- **SOURCE PASSAGE**:
>> start

Sure, we could all just become vegetarians and vegans, but judging by how many people I’ve offended by confirming no, I’ve never had bacon, that reality is a long way off. And according to Eshel, it doesn’t even have to be aspirational: “There is only one thing that I can think of where, each time you avail yourself of it, you’re doing a significant damage to your overall diet: that would be beef,” he said. “Everything else is kind of, let’s call it negotiable.”
Eat chicken to save the planet seems like a simple enough sell. But emissions notwithstanding, there’s an ethical problem with this solution.
Standing in my kitchen, visualizing the production chains, something horrible and obvious started to dawn on me. Cows are big. Chickens are small. If we replace beef with poultry, we’re only shifting the barreling, destructive forces of man onto a track aimed straight at an unthinkable number of hens.
“Oh my god,” I blurted to my husband in horror as he was making us dinner. “I think I’ve created the trolley problem, with chickens.”

>> end

- **THINGS TO DO**:
**1.** In the passage on swapping beef for chicken, which food does Eshel single out as doing significant damage to one's overall diet?
**2.** Update the passage on swapping beef for chicken from "Standing in my" up to and including "number of hens.", replacing "hens" with "birds".

- **SUPPLIED ENTRIES**:
>> start

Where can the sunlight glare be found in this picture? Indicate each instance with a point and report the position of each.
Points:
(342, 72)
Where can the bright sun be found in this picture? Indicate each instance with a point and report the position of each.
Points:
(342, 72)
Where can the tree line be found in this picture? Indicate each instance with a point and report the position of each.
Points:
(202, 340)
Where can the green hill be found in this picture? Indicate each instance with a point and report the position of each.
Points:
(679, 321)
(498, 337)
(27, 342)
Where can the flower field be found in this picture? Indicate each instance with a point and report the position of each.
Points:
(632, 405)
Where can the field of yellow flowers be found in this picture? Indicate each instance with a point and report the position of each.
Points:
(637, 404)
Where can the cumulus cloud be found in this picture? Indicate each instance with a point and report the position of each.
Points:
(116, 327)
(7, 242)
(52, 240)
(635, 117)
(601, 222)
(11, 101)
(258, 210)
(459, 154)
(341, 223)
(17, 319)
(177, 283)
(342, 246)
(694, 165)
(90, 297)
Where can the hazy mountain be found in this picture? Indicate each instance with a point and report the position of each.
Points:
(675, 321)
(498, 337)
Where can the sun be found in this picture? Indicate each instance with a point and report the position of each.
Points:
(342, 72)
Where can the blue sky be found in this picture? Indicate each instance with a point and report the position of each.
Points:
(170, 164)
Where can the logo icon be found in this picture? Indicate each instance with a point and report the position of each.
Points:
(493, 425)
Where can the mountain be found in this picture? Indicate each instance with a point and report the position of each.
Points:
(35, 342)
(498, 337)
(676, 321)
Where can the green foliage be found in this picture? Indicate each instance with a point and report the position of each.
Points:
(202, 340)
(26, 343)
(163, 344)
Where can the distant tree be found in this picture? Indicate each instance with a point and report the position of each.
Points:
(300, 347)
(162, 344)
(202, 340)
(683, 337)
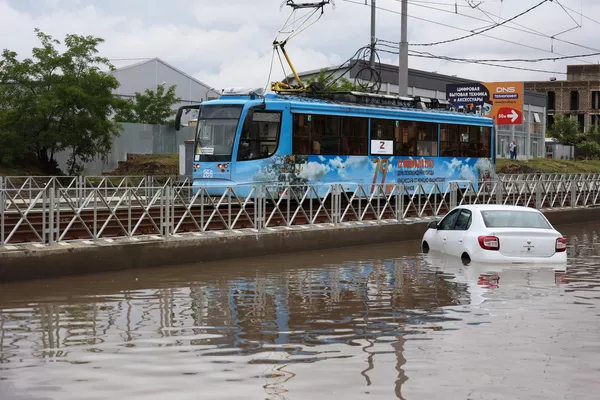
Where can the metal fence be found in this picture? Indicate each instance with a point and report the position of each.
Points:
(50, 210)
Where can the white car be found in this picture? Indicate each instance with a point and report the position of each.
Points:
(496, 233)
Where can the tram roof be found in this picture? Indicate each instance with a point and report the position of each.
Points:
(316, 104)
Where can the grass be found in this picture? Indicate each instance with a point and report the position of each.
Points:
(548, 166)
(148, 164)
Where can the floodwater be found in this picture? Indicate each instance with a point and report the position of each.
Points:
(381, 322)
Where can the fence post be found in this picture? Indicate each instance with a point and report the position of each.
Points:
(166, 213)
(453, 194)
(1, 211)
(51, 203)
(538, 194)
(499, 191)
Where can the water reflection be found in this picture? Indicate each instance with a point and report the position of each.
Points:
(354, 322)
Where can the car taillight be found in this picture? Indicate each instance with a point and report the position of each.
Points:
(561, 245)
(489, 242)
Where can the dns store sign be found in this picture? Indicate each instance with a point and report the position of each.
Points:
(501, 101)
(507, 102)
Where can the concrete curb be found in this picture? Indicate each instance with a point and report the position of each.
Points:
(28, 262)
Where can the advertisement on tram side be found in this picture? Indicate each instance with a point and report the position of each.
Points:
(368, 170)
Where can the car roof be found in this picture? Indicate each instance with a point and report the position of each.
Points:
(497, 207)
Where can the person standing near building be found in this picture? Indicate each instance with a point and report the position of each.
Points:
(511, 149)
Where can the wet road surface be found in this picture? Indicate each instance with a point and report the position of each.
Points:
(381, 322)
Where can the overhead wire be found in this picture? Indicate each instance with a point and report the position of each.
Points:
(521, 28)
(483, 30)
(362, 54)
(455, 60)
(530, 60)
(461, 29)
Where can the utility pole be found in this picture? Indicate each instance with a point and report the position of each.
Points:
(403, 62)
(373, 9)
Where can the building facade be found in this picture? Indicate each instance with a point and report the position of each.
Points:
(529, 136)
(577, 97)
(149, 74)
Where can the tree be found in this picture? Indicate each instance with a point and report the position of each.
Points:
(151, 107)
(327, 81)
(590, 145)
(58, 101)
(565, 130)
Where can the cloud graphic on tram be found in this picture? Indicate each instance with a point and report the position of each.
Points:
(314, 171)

>> end
>> start

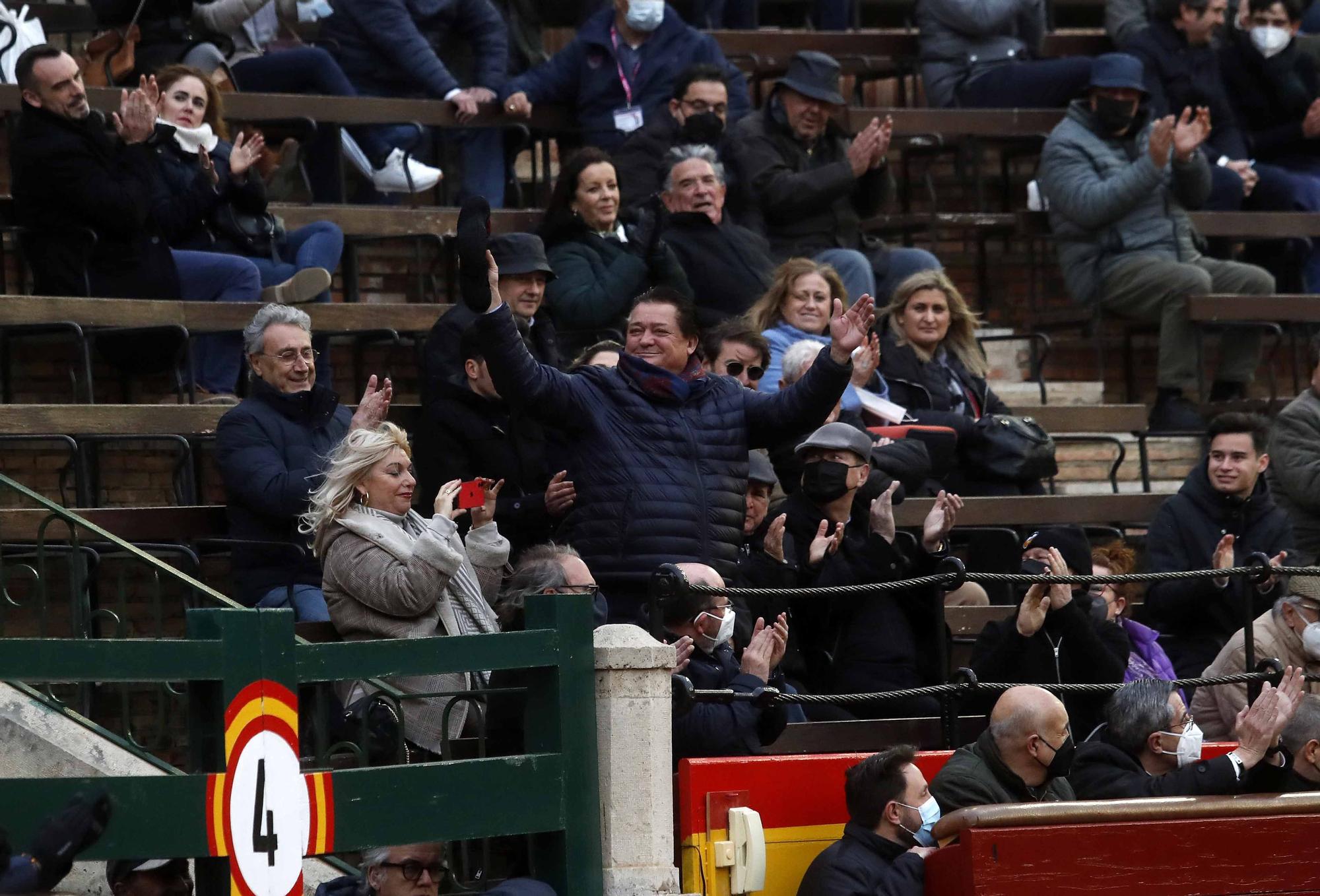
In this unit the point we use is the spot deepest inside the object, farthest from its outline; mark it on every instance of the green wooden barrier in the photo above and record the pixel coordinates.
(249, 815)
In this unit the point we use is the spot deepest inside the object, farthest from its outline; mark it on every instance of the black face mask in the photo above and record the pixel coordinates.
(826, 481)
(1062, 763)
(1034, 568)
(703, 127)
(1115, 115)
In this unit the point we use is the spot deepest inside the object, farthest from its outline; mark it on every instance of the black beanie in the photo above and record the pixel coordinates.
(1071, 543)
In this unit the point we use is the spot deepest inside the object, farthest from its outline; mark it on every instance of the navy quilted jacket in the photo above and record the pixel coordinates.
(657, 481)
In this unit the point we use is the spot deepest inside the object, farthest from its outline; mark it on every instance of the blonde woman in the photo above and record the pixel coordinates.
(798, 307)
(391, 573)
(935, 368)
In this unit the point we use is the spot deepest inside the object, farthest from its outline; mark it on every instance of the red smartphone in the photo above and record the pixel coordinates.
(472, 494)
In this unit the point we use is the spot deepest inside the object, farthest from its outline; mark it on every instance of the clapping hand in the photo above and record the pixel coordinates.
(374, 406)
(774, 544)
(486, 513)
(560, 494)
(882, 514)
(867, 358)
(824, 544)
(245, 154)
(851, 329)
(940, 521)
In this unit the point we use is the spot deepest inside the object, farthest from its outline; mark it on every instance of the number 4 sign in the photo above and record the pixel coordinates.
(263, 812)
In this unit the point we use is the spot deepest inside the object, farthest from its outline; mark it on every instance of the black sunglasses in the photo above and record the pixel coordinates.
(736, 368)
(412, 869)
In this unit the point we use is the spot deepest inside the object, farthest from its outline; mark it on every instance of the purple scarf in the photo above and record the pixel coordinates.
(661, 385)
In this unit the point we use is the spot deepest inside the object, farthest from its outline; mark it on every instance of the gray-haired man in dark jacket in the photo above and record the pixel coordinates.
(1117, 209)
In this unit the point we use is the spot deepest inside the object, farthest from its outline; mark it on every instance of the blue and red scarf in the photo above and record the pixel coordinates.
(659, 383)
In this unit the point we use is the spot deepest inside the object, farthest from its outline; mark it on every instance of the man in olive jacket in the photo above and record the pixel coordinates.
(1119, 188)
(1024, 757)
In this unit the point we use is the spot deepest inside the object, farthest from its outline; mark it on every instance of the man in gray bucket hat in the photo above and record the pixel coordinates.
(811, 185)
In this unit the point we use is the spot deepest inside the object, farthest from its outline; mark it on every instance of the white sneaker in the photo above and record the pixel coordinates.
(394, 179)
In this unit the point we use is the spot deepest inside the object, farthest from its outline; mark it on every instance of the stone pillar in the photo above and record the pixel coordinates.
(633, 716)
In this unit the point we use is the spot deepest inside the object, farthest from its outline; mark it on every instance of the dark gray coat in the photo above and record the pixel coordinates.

>> end

- **EXPECTED ANSWERS**:
**1.** Beef.

**2.**
Standing in my kitchen, visualizing the production chains, something horrible and obvious started to dawn on me. Cows are big. Chickens are small. If we replace beef with poultry, we’re only shifting the barreling, destructive forces of man onto a track aimed straight at an unthinkable number of birds.